* [Task directions]:
Retype each line of the material below word for word; pictures stay out.

* [Available data]:
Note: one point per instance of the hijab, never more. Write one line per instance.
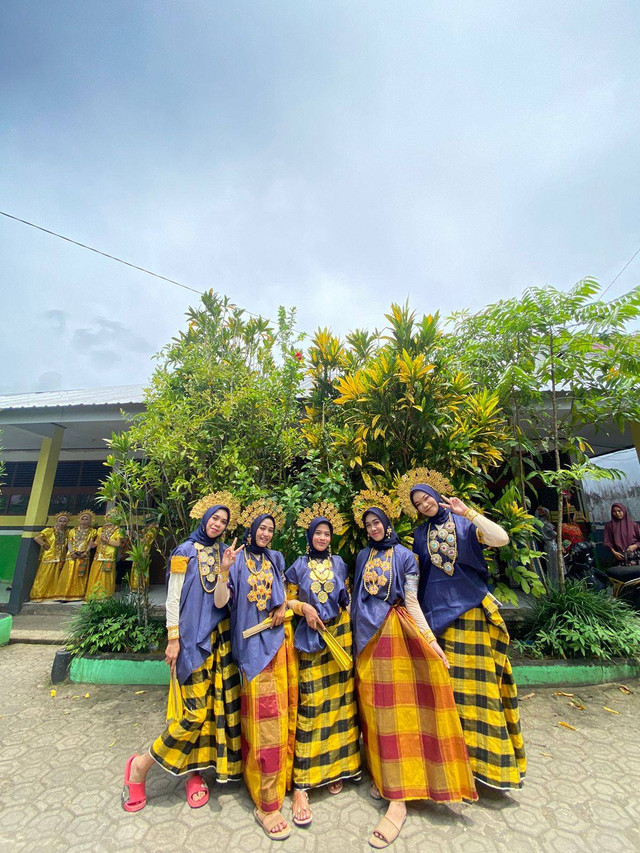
(249, 538)
(389, 540)
(311, 529)
(200, 533)
(623, 531)
(441, 516)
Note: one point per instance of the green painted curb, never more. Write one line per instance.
(139, 671)
(572, 674)
(6, 622)
(119, 671)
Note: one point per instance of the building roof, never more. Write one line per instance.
(119, 395)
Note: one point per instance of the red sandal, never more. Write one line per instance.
(134, 795)
(194, 784)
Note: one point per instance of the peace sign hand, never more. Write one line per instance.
(455, 505)
(230, 555)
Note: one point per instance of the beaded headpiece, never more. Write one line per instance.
(324, 509)
(420, 475)
(216, 499)
(263, 506)
(368, 498)
(86, 512)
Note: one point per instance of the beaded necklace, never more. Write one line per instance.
(321, 574)
(443, 545)
(209, 564)
(260, 580)
(375, 572)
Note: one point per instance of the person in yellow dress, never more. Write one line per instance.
(53, 542)
(102, 577)
(72, 581)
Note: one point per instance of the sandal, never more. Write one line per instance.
(134, 794)
(194, 784)
(303, 821)
(271, 819)
(382, 836)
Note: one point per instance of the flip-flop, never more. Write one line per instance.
(194, 784)
(134, 795)
(303, 821)
(274, 836)
(385, 836)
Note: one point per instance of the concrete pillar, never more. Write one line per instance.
(35, 518)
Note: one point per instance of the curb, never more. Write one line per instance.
(559, 673)
(6, 622)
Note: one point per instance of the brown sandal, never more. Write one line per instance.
(272, 819)
(382, 836)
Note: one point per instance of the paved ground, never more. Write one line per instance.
(62, 757)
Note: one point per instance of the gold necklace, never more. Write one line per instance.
(209, 565)
(321, 574)
(260, 580)
(374, 579)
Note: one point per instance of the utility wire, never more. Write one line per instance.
(104, 254)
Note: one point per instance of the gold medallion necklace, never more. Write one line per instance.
(260, 580)
(375, 572)
(321, 574)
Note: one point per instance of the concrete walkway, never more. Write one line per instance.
(62, 758)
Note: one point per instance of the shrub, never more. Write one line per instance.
(579, 622)
(112, 625)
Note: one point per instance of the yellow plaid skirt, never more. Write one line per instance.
(268, 724)
(327, 744)
(486, 695)
(411, 730)
(208, 735)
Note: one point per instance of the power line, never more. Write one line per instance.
(104, 254)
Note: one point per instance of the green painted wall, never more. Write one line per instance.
(8, 552)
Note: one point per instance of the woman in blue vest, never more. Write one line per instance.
(199, 654)
(455, 599)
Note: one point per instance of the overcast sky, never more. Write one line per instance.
(332, 155)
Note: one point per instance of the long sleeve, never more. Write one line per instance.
(414, 609)
(174, 591)
(489, 533)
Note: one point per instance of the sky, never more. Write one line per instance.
(332, 155)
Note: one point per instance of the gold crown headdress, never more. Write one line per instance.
(368, 498)
(326, 509)
(431, 478)
(86, 512)
(215, 499)
(263, 506)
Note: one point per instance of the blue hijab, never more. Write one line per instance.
(249, 538)
(389, 540)
(442, 515)
(311, 529)
(200, 533)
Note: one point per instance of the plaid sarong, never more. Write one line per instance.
(412, 736)
(476, 645)
(327, 746)
(208, 735)
(268, 722)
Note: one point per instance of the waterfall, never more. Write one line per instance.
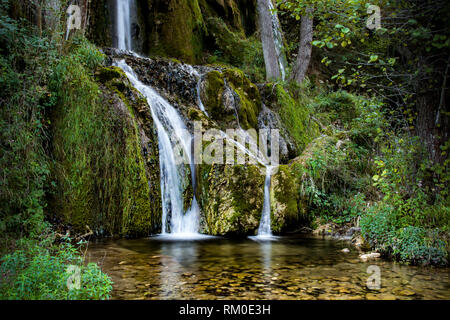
(123, 24)
(199, 98)
(278, 39)
(172, 133)
(265, 229)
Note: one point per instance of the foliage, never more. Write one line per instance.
(40, 271)
(25, 64)
(32, 267)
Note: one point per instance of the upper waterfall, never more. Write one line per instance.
(278, 40)
(123, 24)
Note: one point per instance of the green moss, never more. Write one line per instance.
(235, 49)
(249, 97)
(105, 74)
(231, 198)
(295, 115)
(137, 210)
(287, 210)
(215, 86)
(99, 168)
(177, 30)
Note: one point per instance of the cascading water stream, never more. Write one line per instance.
(123, 24)
(278, 39)
(265, 229)
(166, 120)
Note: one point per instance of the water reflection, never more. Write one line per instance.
(289, 268)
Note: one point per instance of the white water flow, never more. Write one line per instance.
(171, 147)
(265, 229)
(123, 24)
(190, 69)
(278, 39)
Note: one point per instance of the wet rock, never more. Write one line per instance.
(369, 256)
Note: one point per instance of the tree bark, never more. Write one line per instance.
(305, 48)
(268, 42)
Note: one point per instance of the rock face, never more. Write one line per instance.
(230, 196)
(173, 28)
(113, 186)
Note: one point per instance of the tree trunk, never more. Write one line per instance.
(268, 41)
(305, 48)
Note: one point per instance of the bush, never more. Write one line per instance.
(410, 244)
(378, 226)
(38, 272)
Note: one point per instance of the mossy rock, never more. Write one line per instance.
(106, 157)
(231, 198)
(229, 92)
(176, 29)
(288, 210)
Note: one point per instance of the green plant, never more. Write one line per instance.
(37, 271)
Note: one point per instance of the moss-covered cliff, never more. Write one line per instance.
(106, 168)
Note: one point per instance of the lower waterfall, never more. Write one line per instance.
(171, 132)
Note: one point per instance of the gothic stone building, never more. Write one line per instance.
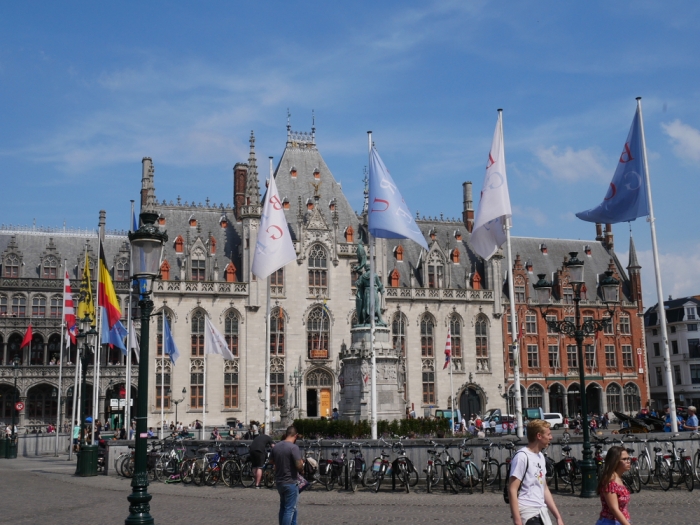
(206, 271)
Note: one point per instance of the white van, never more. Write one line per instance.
(555, 419)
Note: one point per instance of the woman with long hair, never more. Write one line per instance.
(613, 494)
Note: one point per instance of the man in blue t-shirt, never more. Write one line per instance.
(691, 424)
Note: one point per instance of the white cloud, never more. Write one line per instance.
(570, 165)
(685, 140)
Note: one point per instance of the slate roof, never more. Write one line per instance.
(594, 265)
(675, 312)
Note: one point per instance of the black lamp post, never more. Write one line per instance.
(177, 402)
(15, 370)
(610, 288)
(146, 256)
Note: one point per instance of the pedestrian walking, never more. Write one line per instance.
(288, 463)
(614, 496)
(528, 492)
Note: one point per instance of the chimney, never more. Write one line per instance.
(468, 208)
(608, 237)
(598, 232)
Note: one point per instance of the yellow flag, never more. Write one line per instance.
(86, 304)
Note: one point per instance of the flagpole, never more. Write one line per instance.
(267, 360)
(372, 307)
(127, 400)
(162, 378)
(661, 312)
(60, 359)
(513, 320)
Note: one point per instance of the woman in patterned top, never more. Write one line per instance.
(613, 494)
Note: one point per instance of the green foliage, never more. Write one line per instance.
(327, 428)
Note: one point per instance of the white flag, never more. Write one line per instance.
(132, 341)
(274, 247)
(214, 342)
(488, 234)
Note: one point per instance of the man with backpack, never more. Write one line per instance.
(529, 495)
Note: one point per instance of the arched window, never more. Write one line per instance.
(456, 333)
(231, 331)
(398, 333)
(179, 244)
(196, 384)
(614, 397)
(318, 273)
(394, 278)
(230, 273)
(535, 395)
(481, 330)
(13, 349)
(11, 266)
(427, 329)
(39, 306)
(165, 270)
(317, 332)
(159, 330)
(19, 306)
(435, 270)
(277, 340)
(56, 306)
(632, 398)
(197, 333)
(36, 356)
(198, 264)
(49, 268)
(121, 269)
(54, 349)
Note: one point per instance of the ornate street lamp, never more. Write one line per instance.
(579, 330)
(146, 257)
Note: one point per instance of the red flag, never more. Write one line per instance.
(27, 337)
(448, 350)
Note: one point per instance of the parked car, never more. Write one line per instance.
(555, 419)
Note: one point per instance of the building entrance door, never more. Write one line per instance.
(326, 402)
(312, 402)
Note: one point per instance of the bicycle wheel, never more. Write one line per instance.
(247, 475)
(231, 472)
(644, 468)
(211, 474)
(186, 471)
(663, 475)
(688, 474)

* [Result for this exercise]:
Note: one point per instance of the hijab, never more. Write one line per instance.
(249, 538)
(389, 540)
(311, 529)
(200, 533)
(623, 531)
(441, 516)
Note: one point per instance of the green painted curb, never more. Write one line per instance.
(139, 671)
(572, 674)
(6, 622)
(119, 671)
Note: one point per instance of the building roof, never more. Write one line per instance.
(119, 395)
Note: one point per instance of the red sandal, never more. Write one line per instance.
(134, 795)
(194, 784)
Note: one point per instance of the peace sign hand, never more. Write one line per instance.
(455, 505)
(230, 555)
Note: one point per instance of the beaded headpiece, never more. Write one line per instance.
(324, 509)
(420, 475)
(216, 499)
(263, 506)
(368, 498)
(86, 512)
Note: one point per instance of the beaded necklace, never more. Write one line per instance.
(321, 574)
(443, 545)
(209, 564)
(260, 580)
(375, 572)
Note: one point per instance of the person in yellow dress, never more. Write one line per instance.
(53, 542)
(102, 577)
(72, 581)
Note: one point per instance of the sandal, never more. Write one line per instance.
(134, 794)
(194, 784)
(303, 821)
(271, 819)
(382, 836)
Note: one point per instance of the flip-flop, never more. Write one line per instance.
(194, 784)
(134, 795)
(303, 821)
(274, 836)
(385, 836)
Note: one point per instance of the concrete pillar, never more. Write one line per instance.
(35, 518)
Note: one point per instance of the curb, never more. Write one line per instance.
(559, 673)
(6, 622)
Note: one point per instance of the brown sandal, never more. Write one line per instance.
(272, 819)
(382, 836)
Note: one point per instance of the paved ground, never more. Write one line per instance.
(62, 757)
Note: one point per instance of the gold necklace, never more. Write one line per instance.
(209, 565)
(321, 574)
(260, 580)
(374, 579)
Note: one point per instance of the utility wire, never more. Write one line per instance.
(104, 254)
Note: one point per instance of the gold medallion necklace, never more. Write one line per instance.
(260, 580)
(375, 572)
(321, 574)
Note: one point per instance of the concrete walkway, never more. Write one line per instance.
(62, 758)
Note: one point per instance of the shrub, never more. Write one line per instance.
(579, 622)
(112, 625)
Note: one point per instance of the yellow plaid skirt, never more. Write one line per instance.
(268, 724)
(327, 744)
(486, 695)
(411, 730)
(208, 735)
Note: one point per instance of the power line, never more. Write one line per instance.
(104, 254)
Note: one point per instance of the green painted wall, never more. Write one line per instance.
(8, 552)
Note: one point per instance of the woman in blue vest, never more. Write one line per instance.
(199, 654)
(455, 599)
Note: one point per instance of the overcast sky, never more. Write one line per instance.
(332, 155)
Note: one point per instance of the long sleeve, never more. Write one line per instance.
(414, 609)
(174, 591)
(489, 533)
Note: one point per instance of the sky, never more. Write one line per instance.
(332, 155)
Note: one point per instance of the gold crown headdress, never more. Write one line per instance.
(368, 498)
(326, 509)
(431, 478)
(86, 512)
(215, 499)
(263, 506)
Note: one point per instance of the blue hijab, never more. Write one line per instance.
(249, 538)
(389, 540)
(442, 515)
(311, 529)
(200, 533)
Note: one point per instance of the plaid sarong, never more. Write one line per instance.
(412, 736)
(476, 645)
(327, 746)
(208, 735)
(268, 722)
Note: one point per instance of the waterfall, never more. Write one line per instance.
(123, 24)
(199, 98)
(278, 39)
(172, 133)
(265, 229)
Note: one point per instance of the foliage, never more. Write one line per instance.
(40, 271)
(25, 64)
(32, 267)
Note: one point per instance of the upper waterfall, never more. Write one line per instance.
(278, 40)
(123, 24)
Note: one point per instance of the green moss, never more. Write one line per instance.
(235, 49)
(249, 97)
(105, 74)
(231, 198)
(295, 115)
(137, 210)
(287, 210)
(215, 86)
(99, 168)
(177, 30)
Note: one point per instance of the cascading water stream, never more. Write one line per instance.
(123, 24)
(278, 39)
(265, 229)
(166, 120)
Note: one point per instance of the water reflection, never more. Write one line per instance.
(289, 268)
Note: one point per instance of the white water flow, never more. Write one line per instance.
(171, 147)
(265, 229)
(123, 24)
(190, 69)
(278, 39)
Note: one point per instance of the wet rock, never more. Write one line per instance.
(369, 256)
Note: one point per instance of the tree bark, never more. Write one line per instance.
(305, 48)
(268, 42)
Note: one point per instance of the rock face, never more. Write one line per instance.
(230, 196)
(173, 28)
(113, 186)
Note: one point per instance of the tree trunk, never more. Write one line per instance.
(268, 41)
(305, 48)
Note: one point per instance of the bush, never more. Write one line per instance.
(410, 244)
(378, 226)
(38, 272)
Note: one point per instance of the mossy rock, never more. Write one line per instance.
(106, 157)
(231, 198)
(229, 92)
(176, 29)
(288, 210)
Note: one point per instance of the green plant, never more. Write one line per instance.
(37, 271)
Note: one point per instance of the moss-covered cliff, never more. Write one line per instance.
(106, 168)
Note: one point per instance of the lower waterfall, never more. Write one line per instance.
(171, 132)
Note: one point per instance of the gothic stone building, never more. Write one line per instance.
(206, 271)
Note: one point per instance of the white van, never more. Write one line per instance.
(555, 419)
Note: one point per instance of the woman with long hair, never more. Write one line per instance.
(613, 494)
Note: one point per instance of the man in blue t-shirt, never more. Write one line per instance.
(691, 424)
Note: one point per instance of the white cloud, never more. Write one line per instance.
(570, 165)
(685, 140)
Note: one point per instance of the slate roof, never more. Write one line per instance.
(594, 265)
(675, 312)
Note: one point per instance of the black lamp post, never more. Write one line per instance.
(177, 402)
(15, 370)
(610, 288)
(146, 256)
Note: one point per instance of the pedestrian walking, never more. Write one line per instance.
(288, 463)
(614, 496)
(528, 492)
Note: one point per instance of the chimney, never more. Write one line per instance.
(468, 208)
(608, 237)
(598, 232)
Note: one point per instance of the yellow flag, never more. Write one line per instance.
(86, 304)
Note: one point per instance of the flagpole, never more. Write one line per instance.
(267, 360)
(372, 307)
(127, 400)
(162, 378)
(661, 312)
(60, 359)
(513, 320)
Note: one point per instance of the woman in patterned top, never more. Write one line per instance.
(613, 494)
Note: one point per instance of the green foliage, never more. Write one line per instance.
(327, 428)
Note: one point per instance of the white flag, never more. Write one line per instance.
(132, 341)
(274, 247)
(214, 342)
(488, 234)
Note: one point per instance of the man with backpack, never more. Write one line per instance.
(529, 495)
Note: one point per instance of the arched window, never more. Write one line per instance.
(456, 333)
(231, 331)
(398, 333)
(179, 244)
(196, 384)
(614, 397)
(318, 273)
(394, 278)
(230, 273)
(535, 395)
(481, 330)
(13, 349)
(11, 266)
(427, 329)
(39, 306)
(165, 270)
(317, 332)
(159, 330)
(19, 306)
(435, 270)
(277, 340)
(56, 306)
(632, 398)
(197, 333)
(36, 356)
(198, 264)
(49, 268)
(121, 269)
(54, 349)
Note: one point per instance of the ornate street lamp, never more. Write one line per instance.
(579, 330)
(146, 257)
Note: one point per instance of the red flag, never more. Write one line per instance.
(27, 337)
(448, 350)
Note: one point per instance of the parked car, never more. Write one line per instance.
(555, 419)
Note: one point per instance of the building entrance door, never more. Write one line per instance.
(326, 402)
(312, 402)
Note: one point per instance of the bicycle wheel, never more. Write one line per instance.
(247, 475)
(231, 472)
(644, 468)
(211, 474)
(186, 471)
(663, 475)
(688, 474)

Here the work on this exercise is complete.